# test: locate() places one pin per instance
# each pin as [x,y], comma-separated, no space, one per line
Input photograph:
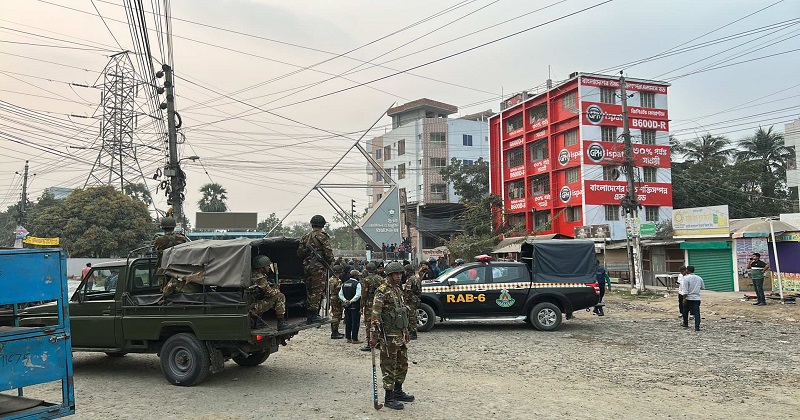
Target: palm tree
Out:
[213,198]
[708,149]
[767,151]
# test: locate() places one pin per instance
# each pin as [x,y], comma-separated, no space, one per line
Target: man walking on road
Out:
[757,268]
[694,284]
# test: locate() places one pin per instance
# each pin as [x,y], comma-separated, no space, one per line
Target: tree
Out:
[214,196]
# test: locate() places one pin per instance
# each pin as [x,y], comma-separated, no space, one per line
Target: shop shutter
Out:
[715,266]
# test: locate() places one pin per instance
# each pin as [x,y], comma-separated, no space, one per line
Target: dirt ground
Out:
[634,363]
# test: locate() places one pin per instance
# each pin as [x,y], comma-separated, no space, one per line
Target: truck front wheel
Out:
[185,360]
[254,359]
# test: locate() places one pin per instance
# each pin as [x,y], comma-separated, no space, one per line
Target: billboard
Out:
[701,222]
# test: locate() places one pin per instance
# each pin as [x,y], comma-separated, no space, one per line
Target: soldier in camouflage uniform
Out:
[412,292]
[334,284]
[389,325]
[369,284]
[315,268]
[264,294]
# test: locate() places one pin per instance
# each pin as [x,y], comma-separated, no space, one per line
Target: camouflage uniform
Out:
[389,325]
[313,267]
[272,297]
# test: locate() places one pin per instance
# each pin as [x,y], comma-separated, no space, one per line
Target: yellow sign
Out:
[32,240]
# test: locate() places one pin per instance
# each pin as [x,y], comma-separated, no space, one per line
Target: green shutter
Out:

WHAT TO WORK ON: Identify every line in the entries above that contains the string "uniform", and reproduce each of those lines in full.

EXERCISE ANSWER:
Target: soldier in camouflage uniform
Target: camouflage uniform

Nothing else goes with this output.